How to complete this task:
Retype the following data exactly, but leave its pictures out.

Exercise material:

..............................

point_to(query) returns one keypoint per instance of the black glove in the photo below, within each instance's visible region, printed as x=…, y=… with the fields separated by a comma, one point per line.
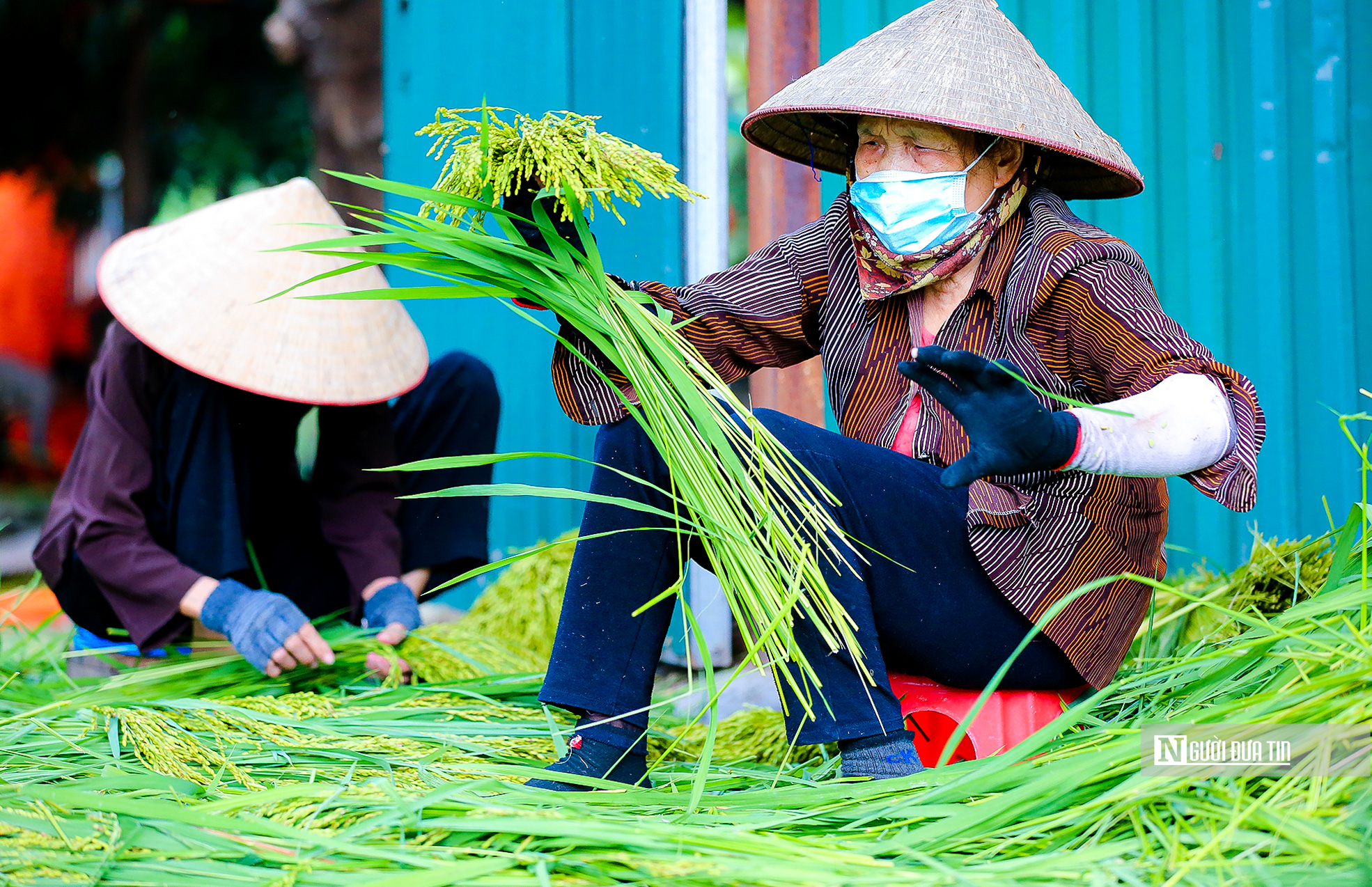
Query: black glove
x=522, y=205
x=257, y=622
x=393, y=604
x=1010, y=431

..............................

Answer space:
point_to(query) returns one keypoint per instance of the black glove in the photo below, within each instance's visible region, printed as x=…, y=… with the fields separated by a comma, one point per line.
Query: black glove
x=522, y=205
x=257, y=622
x=393, y=604
x=1010, y=431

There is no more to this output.